### What the exercise asks
Write out the material exactly. Do not include the pictures.
--- Provided records ---
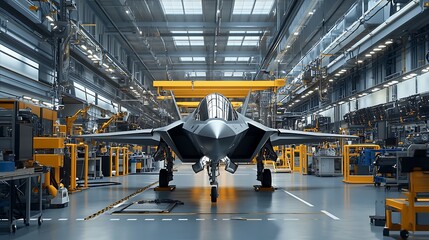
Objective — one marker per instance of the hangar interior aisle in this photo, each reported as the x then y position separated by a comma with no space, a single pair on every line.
210,119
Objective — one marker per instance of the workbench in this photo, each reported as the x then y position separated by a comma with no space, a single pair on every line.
327,165
16,182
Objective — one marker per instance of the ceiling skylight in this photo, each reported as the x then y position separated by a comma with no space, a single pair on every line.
243,59
253,6
243,40
263,6
182,6
237,59
197,74
230,59
192,59
188,40
232,74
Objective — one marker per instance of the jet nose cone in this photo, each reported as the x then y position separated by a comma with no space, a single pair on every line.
216,129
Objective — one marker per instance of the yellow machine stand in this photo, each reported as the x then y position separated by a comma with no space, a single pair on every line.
73,158
299,158
115,160
354,150
54,158
282,165
412,209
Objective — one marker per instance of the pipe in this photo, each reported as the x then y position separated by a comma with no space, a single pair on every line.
125,39
276,42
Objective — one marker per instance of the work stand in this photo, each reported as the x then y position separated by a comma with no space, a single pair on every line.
165,189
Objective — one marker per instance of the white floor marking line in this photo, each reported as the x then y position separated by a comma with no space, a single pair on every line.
309,204
330,215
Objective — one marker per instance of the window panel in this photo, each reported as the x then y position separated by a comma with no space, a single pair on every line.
230,59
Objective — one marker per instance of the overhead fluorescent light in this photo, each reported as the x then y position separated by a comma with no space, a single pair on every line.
50,18
48,104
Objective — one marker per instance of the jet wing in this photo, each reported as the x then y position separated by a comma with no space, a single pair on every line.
141,137
285,137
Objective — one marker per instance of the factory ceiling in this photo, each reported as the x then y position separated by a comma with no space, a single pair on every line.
217,39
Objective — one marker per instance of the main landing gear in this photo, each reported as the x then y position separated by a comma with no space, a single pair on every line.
213,171
264,175
165,174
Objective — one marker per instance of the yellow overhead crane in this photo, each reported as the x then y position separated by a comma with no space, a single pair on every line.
72,119
195,104
230,89
115,117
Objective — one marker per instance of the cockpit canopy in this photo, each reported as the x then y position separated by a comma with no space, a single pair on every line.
215,105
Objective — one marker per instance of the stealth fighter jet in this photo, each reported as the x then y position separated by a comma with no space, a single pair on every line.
215,132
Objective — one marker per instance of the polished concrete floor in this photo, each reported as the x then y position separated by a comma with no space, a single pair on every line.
303,207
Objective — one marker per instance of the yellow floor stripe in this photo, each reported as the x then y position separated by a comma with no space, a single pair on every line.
119,201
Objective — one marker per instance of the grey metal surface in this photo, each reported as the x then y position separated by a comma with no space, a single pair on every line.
240,213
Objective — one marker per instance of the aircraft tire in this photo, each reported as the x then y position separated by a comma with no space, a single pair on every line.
266,178
163,178
213,194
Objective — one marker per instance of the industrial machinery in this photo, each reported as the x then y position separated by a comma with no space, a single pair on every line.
386,167
355,170
327,161
70,120
119,117
16,133
412,212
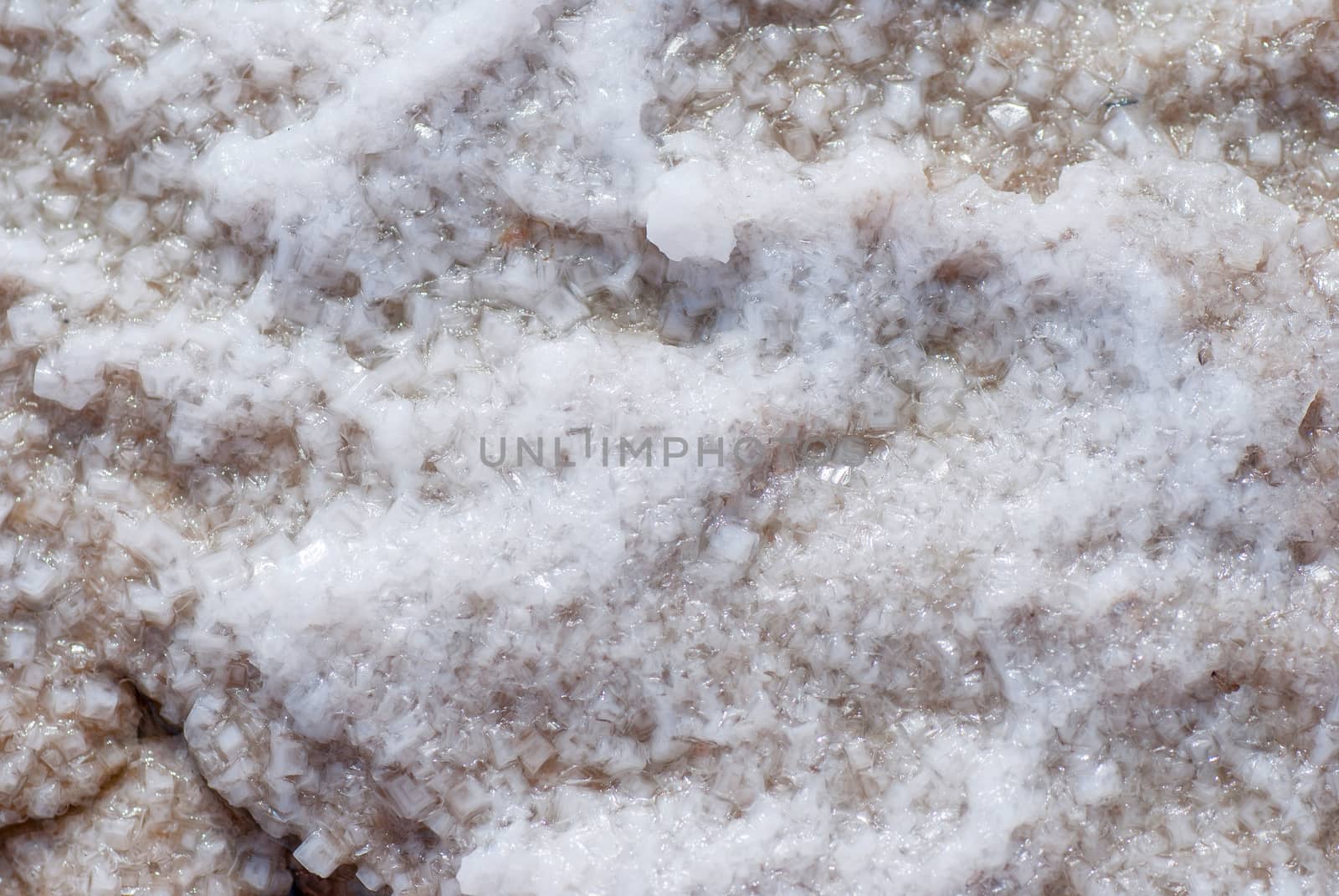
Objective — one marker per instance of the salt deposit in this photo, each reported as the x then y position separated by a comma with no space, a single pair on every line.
---
### The output
Objective — one marker per instance of the hangar interior aisle in this photo, each reported as the x then y position separated by a comma with no space, a single pair on every line.
210,119
Objective — one marker per instance of the workbench in this photo, each reported as the x then y position separated by a comma with no space, a single pair on every line.
327,165
16,182
Objective — one marker per instance of the ceiling skylight in this photo, each reported as the x then y position separated by a comma with no space, a single pair on every line.
243,59
253,6
243,40
263,6
182,6
237,59
197,74
230,59
192,59
188,40
232,74
Objective — one marker per instance of the jet nose cone in this photo, each reported as the x then y position separated by a comma with no space, a single pair on every line.
216,129
Objective — one marker per instance of the yellow machine stand in this photo, each reported as the x then y position separated by a comma with no space, a single pair on every line.
73,158
299,158
115,160
354,150
54,158
282,165
412,209
Objective — one marker per instance of the pipe in this photo, each reported as the x then y position separated by a comma with no space, a single pair on every line.
125,39
276,42
Objective — one marker per instance of the work stand in this photo, each reported as the x then y position separated by a comma with no space, a single pair on every line.
165,189
Objective — one marker per instance of the white floor marking line in this photo, each reported as the x then y position separated by a comma with no space, a single pair on every line.
309,204
330,215
Objective — one marker per instance of the window panel in this photo, each reported as the x then y position separated by a comma with no space, a single pair on every line.
230,59
Objective — one marker per instance of the overhead fluorescent light in this photo, each reported as the x then y position separated by a comma with no space, a single pair on every line.
50,18
48,104
Objective — one marker per instance of the jet wing in this photo, each reported as the x then y position separated by a comma with no space, a single pair on every line.
141,137
285,137
Objective — one marker per instance of the factory ceiling in this photo, each reported as the x then y position separated by a comma with no space, a single pair on every line.
217,39
Objective — one marker per instance of the main landing gear in this photo, each reported as the x then y position separated by a comma with no space, a single pair on every line.
213,171
264,175
165,174
Objective — one marker per instance of the yellow overhead crane in this photo, each reported as the x then y position separated by a comma with no space, a single pair on every line.
72,119
195,104
230,89
115,117
Objective — one marker per instance of the cockpit canopy in this photo, each reported as the x then y position separated by a comma with no space, a single pair on every line.
215,105
Objective — one marker per instance of the stealth fighter jet in this photo, each reported as the x then y position separated by a comma with no space, a single pair on every line.
215,132
Objective — one marker per instance of the polished concrete floor in this photo, each reported as the x then y position separated by a comma with no space, a single pair on every line.
303,207
Objective — one marker per instance of the yellow floor stripe in this photo, each reported as the x then y position separated by a comma with no space, a single pair on every line.
119,201
Objective — one marker per instance of the grey metal surface in this photo, each reported as the x then y position separated by a comma with no space, a single pair on every line.
240,213
Objective — one marker per instance of the aircraft tire in this photo, each reported as the x then y position separated by a comma with no space, a single pair on every line.
266,178
163,178
213,194
Objective — one marker per instance of the industrial machinery in this photo, each reported as the x then y position separated by a comma with no space, a single pair on every line.
386,167
355,170
327,161
70,120
119,117
16,133
412,212
Objective — one marker per instance of the salt deposit in this photo, each reported as the x then y position separated by a comma with no space, a single pair on every line.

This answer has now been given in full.